*** TEXTE À LIRE

Au soutien de ses prétentions, la SCI Shéhérazade soutient que

- sur la résiliation judiciaire du bail commercial,

sur l'existence du bail commercial, que le contrat de bail commercial a été conclu le 15 janvier 1997 avant de faire l'objet de plusieurs cessions ; que le seul exemplaire détenu par le bailleur a été égaré, de sorte que plusieurs démarches ont été entreprises pour retrouver un exemplaire du bail ; qu'une série de pièces nouvelles, non produites en première instance, permet de démontrer l'existence du bail, à savoir notamment des copies de chèques et des relevés des comptes bancaires ; que ces éléments permettent de retracer l'évolution du loyer et charges, qui étaient de 1.776 euros par mois jusqu'en avril 2019, avant d'être abaissé à 1.550 euros par mois à partir de mai 2019 ; que l'occupation des locaux est également démontrée par différentes pièces produites aux débats ;

sur la résiliation du bail commercial, que sur le fondement des articles 1224, 1728 et 1741 du code civil, la société Euro Orient arts n'est pas à jour de ses loyers depuis le mois d'août 2019 inclus, tel que cela résulte notamment des relevés bancaires de l'appelante ; que différentes sommations de payer lui ont été délivrées en raison de l'absence de paiement, ce qui démontre qu'elle n'a pas été occupante de bonne foi ;

- sur les sommes dues, que sur le fondement de l'article 1728 du code civil, la société Euro Orient arts ne verse plus de loyers depuis le mois d'août 2019 inclus, de sorte que la concluante est créancière de la somme de 60.450 euros à l'égard de la société Euro Orient arts, au titre des loyers et charges au 20 octobre 2022 ;

- sur l'indemnité d'occupation, qu'il y a lieu de fixer l'indemnité d'occupation mensuelle au montant du loyer principal en vigueur à la date de résiliation (1.204,59 euros), ainsi que l'indemnité due au titre des charges à la somme de 345,11 euros, et de condamner la société Euro Orient arts au paiement desdites sommes à compter de l'arrêt à intervenir et jusqu'à la libération effective des lieux, le sort des meubles se trouvant dans les lieux étant quant à lui régi par les articles L. 433-1 et suivants et R. 433-1 et suivants du code des procédures civiles d'exécution ;

- sur les dommages et intérêts, qu'il y a lieu de condamner la société Euro Orient arts au paiement de la somme de 5.000 euros à titre de dommages et intérêts pour non-respect de ses obligations contractuelles, conformément aux dispositions de l'article 1231-6 alinéa 3 du code civil.

En application de l'article 455 du code de procédure civile, il convient de se référer aux conclusions ci-dessus visées pour un plus ample exposé des moyens et prétentions des parties.

******
*** DONNÉES FOURNIES

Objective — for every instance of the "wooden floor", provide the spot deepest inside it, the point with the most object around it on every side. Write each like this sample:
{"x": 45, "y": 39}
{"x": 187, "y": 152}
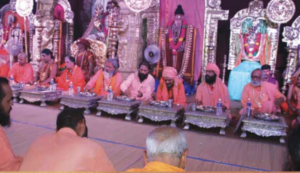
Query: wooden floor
{"x": 124, "y": 142}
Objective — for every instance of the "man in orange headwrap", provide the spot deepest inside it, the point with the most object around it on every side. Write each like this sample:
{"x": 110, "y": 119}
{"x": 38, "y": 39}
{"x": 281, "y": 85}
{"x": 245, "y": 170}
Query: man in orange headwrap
{"x": 166, "y": 151}
{"x": 73, "y": 74}
{"x": 264, "y": 96}
{"x": 104, "y": 79}
{"x": 4, "y": 69}
{"x": 212, "y": 89}
{"x": 84, "y": 58}
{"x": 22, "y": 71}
{"x": 171, "y": 87}
{"x": 293, "y": 101}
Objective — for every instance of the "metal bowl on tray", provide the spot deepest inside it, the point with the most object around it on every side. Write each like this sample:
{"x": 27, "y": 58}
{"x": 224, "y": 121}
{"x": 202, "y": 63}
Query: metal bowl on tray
{"x": 206, "y": 108}
{"x": 87, "y": 94}
{"x": 159, "y": 103}
{"x": 125, "y": 98}
{"x": 41, "y": 88}
{"x": 267, "y": 117}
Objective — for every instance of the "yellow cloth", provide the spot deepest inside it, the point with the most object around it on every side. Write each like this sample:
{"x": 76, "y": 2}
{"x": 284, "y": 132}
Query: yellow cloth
{"x": 157, "y": 167}
{"x": 262, "y": 98}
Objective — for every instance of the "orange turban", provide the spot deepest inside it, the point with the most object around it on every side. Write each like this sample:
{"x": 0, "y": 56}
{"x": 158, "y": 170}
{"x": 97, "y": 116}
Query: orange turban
{"x": 83, "y": 41}
{"x": 213, "y": 67}
{"x": 169, "y": 72}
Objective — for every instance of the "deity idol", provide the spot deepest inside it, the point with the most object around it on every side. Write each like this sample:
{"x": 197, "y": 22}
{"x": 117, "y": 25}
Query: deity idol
{"x": 176, "y": 31}
{"x": 254, "y": 51}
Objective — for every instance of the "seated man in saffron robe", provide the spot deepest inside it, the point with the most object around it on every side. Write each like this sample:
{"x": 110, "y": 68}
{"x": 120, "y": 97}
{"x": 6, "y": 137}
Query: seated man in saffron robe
{"x": 267, "y": 76}
{"x": 166, "y": 151}
{"x": 84, "y": 58}
{"x": 73, "y": 74}
{"x": 8, "y": 161}
{"x": 171, "y": 87}
{"x": 264, "y": 96}
{"x": 66, "y": 149}
{"x": 47, "y": 68}
{"x": 4, "y": 69}
{"x": 22, "y": 71}
{"x": 104, "y": 79}
{"x": 212, "y": 89}
{"x": 139, "y": 85}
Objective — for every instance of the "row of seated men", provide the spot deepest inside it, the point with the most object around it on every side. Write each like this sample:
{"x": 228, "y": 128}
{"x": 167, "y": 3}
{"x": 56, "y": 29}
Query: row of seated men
{"x": 70, "y": 149}
{"x": 262, "y": 91}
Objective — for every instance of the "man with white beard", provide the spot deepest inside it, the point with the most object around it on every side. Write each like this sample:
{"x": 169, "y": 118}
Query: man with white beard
{"x": 264, "y": 96}
{"x": 108, "y": 78}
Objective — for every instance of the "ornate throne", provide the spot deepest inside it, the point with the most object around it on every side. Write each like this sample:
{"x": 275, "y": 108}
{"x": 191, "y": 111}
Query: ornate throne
{"x": 52, "y": 28}
{"x": 12, "y": 32}
{"x": 253, "y": 42}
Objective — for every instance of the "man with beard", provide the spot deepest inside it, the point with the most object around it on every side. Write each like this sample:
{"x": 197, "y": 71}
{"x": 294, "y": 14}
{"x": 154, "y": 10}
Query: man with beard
{"x": 264, "y": 96}
{"x": 293, "y": 100}
{"x": 8, "y": 161}
{"x": 141, "y": 84}
{"x": 266, "y": 76}
{"x": 105, "y": 79}
{"x": 66, "y": 150}
{"x": 73, "y": 74}
{"x": 212, "y": 89}
{"x": 171, "y": 87}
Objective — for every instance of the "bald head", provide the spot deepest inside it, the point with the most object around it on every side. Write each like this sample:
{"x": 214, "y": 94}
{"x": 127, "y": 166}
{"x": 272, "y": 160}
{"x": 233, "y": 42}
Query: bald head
{"x": 22, "y": 57}
{"x": 165, "y": 141}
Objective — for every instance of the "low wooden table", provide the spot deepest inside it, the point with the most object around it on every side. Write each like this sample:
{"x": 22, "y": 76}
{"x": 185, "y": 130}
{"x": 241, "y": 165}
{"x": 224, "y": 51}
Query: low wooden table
{"x": 264, "y": 128}
{"x": 206, "y": 120}
{"x": 116, "y": 107}
{"x": 156, "y": 113}
{"x": 33, "y": 95}
{"x": 77, "y": 101}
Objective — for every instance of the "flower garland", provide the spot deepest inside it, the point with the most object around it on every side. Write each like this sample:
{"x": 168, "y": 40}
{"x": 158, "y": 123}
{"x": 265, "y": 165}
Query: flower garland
{"x": 181, "y": 37}
{"x": 256, "y": 47}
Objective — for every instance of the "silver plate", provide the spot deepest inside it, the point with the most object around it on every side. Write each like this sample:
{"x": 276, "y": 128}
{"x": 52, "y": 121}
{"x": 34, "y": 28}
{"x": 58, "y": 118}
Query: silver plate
{"x": 87, "y": 94}
{"x": 125, "y": 98}
{"x": 159, "y": 103}
{"x": 267, "y": 117}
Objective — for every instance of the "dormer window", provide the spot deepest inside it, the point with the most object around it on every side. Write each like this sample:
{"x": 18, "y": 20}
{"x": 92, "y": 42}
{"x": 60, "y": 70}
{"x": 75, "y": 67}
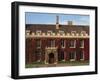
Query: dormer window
{"x": 61, "y": 32}
{"x": 38, "y": 32}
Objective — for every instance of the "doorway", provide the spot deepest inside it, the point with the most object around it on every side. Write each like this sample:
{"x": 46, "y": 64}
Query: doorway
{"x": 51, "y": 58}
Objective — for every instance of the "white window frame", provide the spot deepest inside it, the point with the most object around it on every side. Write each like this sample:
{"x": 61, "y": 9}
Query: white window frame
{"x": 39, "y": 60}
{"x": 40, "y": 44}
{"x": 74, "y": 57}
{"x": 83, "y": 33}
{"x": 74, "y": 44}
{"x": 52, "y": 43}
{"x": 61, "y": 32}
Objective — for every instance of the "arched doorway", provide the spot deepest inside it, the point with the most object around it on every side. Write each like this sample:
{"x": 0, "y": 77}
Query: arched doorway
{"x": 51, "y": 58}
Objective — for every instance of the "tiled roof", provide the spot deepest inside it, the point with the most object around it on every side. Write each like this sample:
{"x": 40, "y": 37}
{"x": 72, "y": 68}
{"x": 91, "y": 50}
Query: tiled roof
{"x": 52, "y": 27}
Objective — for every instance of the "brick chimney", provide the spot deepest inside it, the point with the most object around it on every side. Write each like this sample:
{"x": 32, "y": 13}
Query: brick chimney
{"x": 57, "y": 22}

******

# CONSIGNE
Pouvez-vous recopier à l'identique le passage du texte sur le bail commercial compris entre « - sur les dommages » et « prétentions des parties. », ces deux bornes incluses ?

# RÉPONSE ATTENDUE
- sur les dommages et intérêts, qu'il y a lieu de condamner la société Euro Orient arts au paiement de la somme de 5.000 euros à titre de dommages et intérêts pour non-respect de ses obligations contractuelles, conformément aux dispositions de l'article 1231-6 alinéa 3 du code civil.

En application de l'article 455 du code de procédure civile, il convient de se référer aux conclusions ci-dessus visées pour un plus ample exposé des moyens et prétentions des parties.